-- WHAT THIS TASK INVOLVES --
Only the pictures are to be left out; set down the rest of the records exactly.

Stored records
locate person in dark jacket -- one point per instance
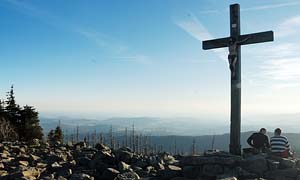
(259, 141)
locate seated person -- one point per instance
(279, 144)
(259, 141)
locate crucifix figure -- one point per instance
(234, 43)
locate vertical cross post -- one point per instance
(235, 115)
(234, 43)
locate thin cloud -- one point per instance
(255, 8)
(195, 28)
(280, 66)
(102, 40)
(288, 27)
(271, 6)
(141, 59)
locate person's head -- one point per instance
(277, 131)
(263, 131)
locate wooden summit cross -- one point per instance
(234, 43)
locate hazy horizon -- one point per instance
(144, 58)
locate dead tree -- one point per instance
(126, 138)
(7, 132)
(175, 147)
(111, 137)
(194, 147)
(77, 133)
(132, 138)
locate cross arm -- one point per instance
(215, 43)
(256, 38)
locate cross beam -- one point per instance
(234, 43)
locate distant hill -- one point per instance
(165, 131)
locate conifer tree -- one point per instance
(51, 136)
(12, 109)
(29, 127)
(58, 135)
(55, 135)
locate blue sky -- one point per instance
(144, 58)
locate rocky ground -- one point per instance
(41, 161)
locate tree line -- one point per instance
(18, 122)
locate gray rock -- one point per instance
(287, 163)
(128, 176)
(83, 161)
(81, 176)
(64, 172)
(212, 169)
(192, 171)
(170, 172)
(123, 167)
(110, 173)
(200, 160)
(255, 164)
(283, 173)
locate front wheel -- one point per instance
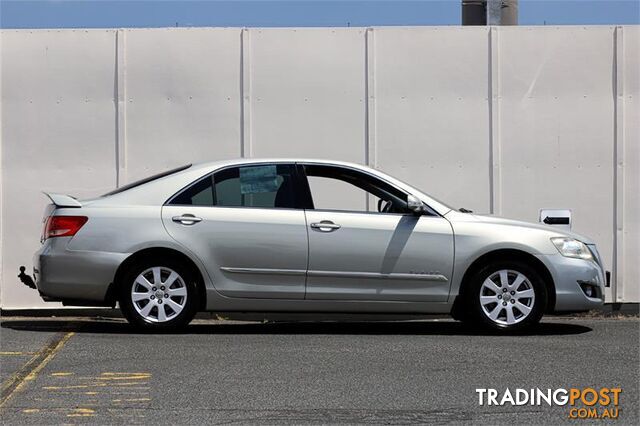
(507, 296)
(158, 294)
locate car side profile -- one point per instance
(281, 235)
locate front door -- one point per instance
(245, 225)
(384, 252)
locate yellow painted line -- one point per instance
(82, 412)
(62, 373)
(30, 370)
(9, 353)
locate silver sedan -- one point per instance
(304, 236)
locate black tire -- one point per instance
(187, 280)
(477, 315)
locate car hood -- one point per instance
(455, 216)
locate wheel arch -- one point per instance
(155, 253)
(502, 255)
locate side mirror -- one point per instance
(415, 204)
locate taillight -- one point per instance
(63, 226)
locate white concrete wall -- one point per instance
(505, 120)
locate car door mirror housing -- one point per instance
(415, 204)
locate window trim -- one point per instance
(429, 211)
(298, 202)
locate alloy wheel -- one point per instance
(159, 294)
(507, 297)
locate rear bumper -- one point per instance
(73, 275)
(570, 276)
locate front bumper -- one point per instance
(570, 276)
(73, 275)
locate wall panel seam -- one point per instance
(618, 169)
(495, 190)
(121, 108)
(245, 94)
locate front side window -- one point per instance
(264, 186)
(343, 189)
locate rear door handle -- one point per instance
(187, 219)
(325, 226)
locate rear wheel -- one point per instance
(507, 296)
(157, 294)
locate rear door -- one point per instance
(246, 225)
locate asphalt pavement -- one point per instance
(101, 371)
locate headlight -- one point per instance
(572, 248)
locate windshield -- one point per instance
(147, 180)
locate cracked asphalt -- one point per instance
(101, 371)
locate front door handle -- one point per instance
(325, 226)
(187, 219)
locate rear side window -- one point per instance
(264, 186)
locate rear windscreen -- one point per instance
(147, 180)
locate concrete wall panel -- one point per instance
(183, 98)
(431, 110)
(557, 124)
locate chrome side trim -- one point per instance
(337, 274)
(263, 271)
(378, 275)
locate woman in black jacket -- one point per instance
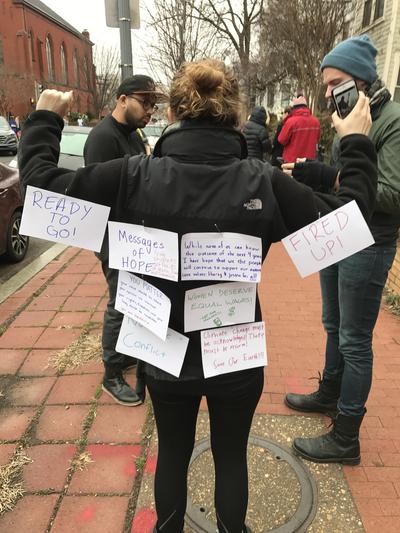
(200, 180)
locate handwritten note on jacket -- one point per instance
(221, 256)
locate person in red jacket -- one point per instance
(300, 132)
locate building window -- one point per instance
(50, 58)
(367, 13)
(86, 72)
(379, 8)
(396, 96)
(76, 67)
(270, 96)
(32, 44)
(63, 57)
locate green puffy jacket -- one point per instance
(385, 134)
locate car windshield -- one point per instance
(72, 143)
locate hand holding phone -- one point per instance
(358, 121)
(344, 97)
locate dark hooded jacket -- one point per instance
(256, 135)
(198, 180)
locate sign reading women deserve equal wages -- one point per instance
(63, 219)
(329, 239)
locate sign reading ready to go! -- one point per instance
(63, 219)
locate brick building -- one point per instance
(39, 49)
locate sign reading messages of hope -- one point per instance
(221, 256)
(235, 348)
(220, 305)
(59, 218)
(145, 250)
(329, 239)
(137, 341)
(143, 302)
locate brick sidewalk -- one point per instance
(63, 420)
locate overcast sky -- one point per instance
(90, 15)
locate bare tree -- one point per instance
(295, 35)
(107, 78)
(237, 22)
(181, 37)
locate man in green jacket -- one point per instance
(352, 289)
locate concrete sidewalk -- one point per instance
(90, 462)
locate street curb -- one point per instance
(13, 284)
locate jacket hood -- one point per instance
(200, 140)
(259, 115)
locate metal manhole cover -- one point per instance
(305, 510)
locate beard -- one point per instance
(133, 122)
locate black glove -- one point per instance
(317, 175)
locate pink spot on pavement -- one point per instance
(144, 521)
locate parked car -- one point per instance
(8, 139)
(71, 147)
(153, 133)
(12, 244)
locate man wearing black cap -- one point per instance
(114, 137)
(352, 289)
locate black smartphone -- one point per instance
(345, 97)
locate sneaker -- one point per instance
(120, 390)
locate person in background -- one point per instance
(256, 134)
(200, 180)
(114, 137)
(277, 147)
(352, 289)
(300, 133)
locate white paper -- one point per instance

-- TASK RESPONSE --
locate person in dark jacket -- one point per instance
(259, 141)
locate seated person -- one point per instance
(279, 144)
(259, 141)
locate crucifix figure -- one point per instance
(234, 43)
locate vertical cross post -- one point per instance
(235, 115)
(234, 43)
locate thin cloud -- one point per instance
(255, 8)
(195, 28)
(280, 66)
(102, 40)
(288, 27)
(271, 6)
(141, 59)
locate person's head -- one point per instance
(277, 131)
(263, 131)
locate wooden summit cross -- one point per instance
(234, 43)
locate hazy horizon -- one point per instance
(144, 58)
locate dead tree -- one point per instance
(126, 138)
(7, 132)
(175, 147)
(111, 137)
(194, 147)
(77, 133)
(132, 138)
locate cross arm -- one point per instance
(215, 43)
(256, 38)
locate cross beam -- one point per instance
(234, 43)
locate distant hill -- one point per instance
(165, 131)
locate conifer tree -- one point per instance
(51, 136)
(12, 109)
(29, 127)
(58, 135)
(55, 135)
locate blue sky -- one point per instance
(144, 58)
locate rocky ground -- one point per instance
(41, 161)
locate tree line -- one point per instance
(18, 122)
locate gray rock -- one point per instance
(287, 163)
(128, 176)
(83, 161)
(81, 176)
(64, 172)
(212, 169)
(192, 171)
(170, 172)
(123, 167)
(110, 173)
(200, 160)
(255, 164)
(283, 173)
locate front wheel -- one point per instance
(507, 296)
(158, 294)
locate car side profile -- one point per instance
(281, 235)
locate front door -- one point per instance
(245, 225)
(384, 252)
locate yellow painted line -- one point per instance
(82, 412)
(62, 373)
(30, 370)
(9, 353)
locate silver sedan -- one point per instance
(304, 236)
locate black tire -- one point per instance
(187, 280)
(477, 315)
locate car hood -- one point per instance
(455, 216)
locate wheel arch -- one point per instance
(155, 253)
(502, 255)
locate side mirror -- one point per instance
(415, 204)
locate taillight -- one point per instance
(63, 226)
locate white concrete wall -- one point per instance
(505, 120)
locate car door mirror housing -- one point per instance
(415, 204)
locate window trim -- one point per instance
(429, 211)
(298, 202)
locate alloy wheel -- one point per instance
(159, 294)
(507, 297)
locate rear bumper -- one point per instance
(73, 275)
(570, 276)
locate front bumper -- one point per instance
(570, 276)
(73, 275)
locate wall panel seam -- one point per instance
(618, 169)
(495, 190)
(121, 108)
(245, 94)
locate front side window -- one point per instance
(264, 186)
(343, 189)
locate rear door handle -- one point per instance
(187, 219)
(325, 226)
locate rear wheel -- one point per instance
(507, 296)
(157, 294)
locate rear door -- one point per instance
(246, 225)
locate asphalt pavement -- one point per instance
(101, 371)
locate headlight -- one point per instance
(572, 248)
locate windshield -- one point per instance
(147, 180)
locate cracked asphalt -- one point per instance
(101, 371)
locate front door handle -- one point per instance
(325, 226)
(187, 219)
locate rear side window -- one point per instance
(264, 186)
locate rear windscreen -- one point per instance
(147, 180)
locate concrete wall panel -- one point per instance
(183, 98)
(431, 110)
(557, 124)
locate chrome side trim -- one point per instance
(337, 274)
(263, 271)
(378, 275)
locate woman in black jacket -- one point per instance
(200, 180)
locate handwritten note on jacket -- one point per instance
(221, 256)
locate person in red jacket -- one point per instance
(300, 132)
locate building window -- one point per instance
(50, 58)
(367, 13)
(86, 72)
(379, 8)
(396, 96)
(76, 67)
(270, 96)
(32, 44)
(63, 57)
locate green puffy jacket -- one point per instance
(385, 134)
locate car windshield -- one point per instance
(72, 143)
locate hand holding phone -- one point per instance
(358, 121)
(344, 97)
locate dark hooded jacket -- one point per instance
(256, 135)
(198, 180)
locate sign reading women deserve equal wages -- one point per instance
(63, 219)
(329, 239)
locate sign reading ready to go! -- one point per instance
(63, 219)
locate brick building -- one point per instance
(39, 49)
locate sign reading messages of hope -- one point per instance
(221, 256)
(235, 348)
(220, 305)
(59, 218)
(145, 250)
(329, 239)
(137, 341)
(143, 302)
locate brick sidewalk -- one point per instance
(63, 420)
locate overcast sky -- one point per instance
(90, 15)
locate bare tree -- one point per instance
(295, 35)
(107, 78)
(237, 22)
(181, 37)
locate man in green jacket -- one point per instance
(352, 289)
locate concrete sidewalk -- one point per instance
(90, 462)
locate street curb -- one point per instance
(13, 284)
locate jacket hood -- one point per instance
(200, 140)
(259, 115)
locate metal manhole cover -- one point per instance
(305, 510)
locate beard -- one point per instance
(133, 122)
locate black glove -- one point per instance
(317, 175)
locate pink spot on pavement -- one point per instance
(144, 521)
locate parked car -- one point per instance
(8, 139)
(71, 147)
(153, 133)
(12, 244)
locate man wearing black cap -- one point per instance
(114, 137)
(352, 289)
locate black smartphone -- one point per instance
(345, 97)
locate sneaker -- one point per instance
(120, 390)
locate person in background -- one point per instance
(256, 134)
(200, 180)
(114, 137)
(277, 147)
(352, 289)
(300, 133)
locate white paper -- one point per instance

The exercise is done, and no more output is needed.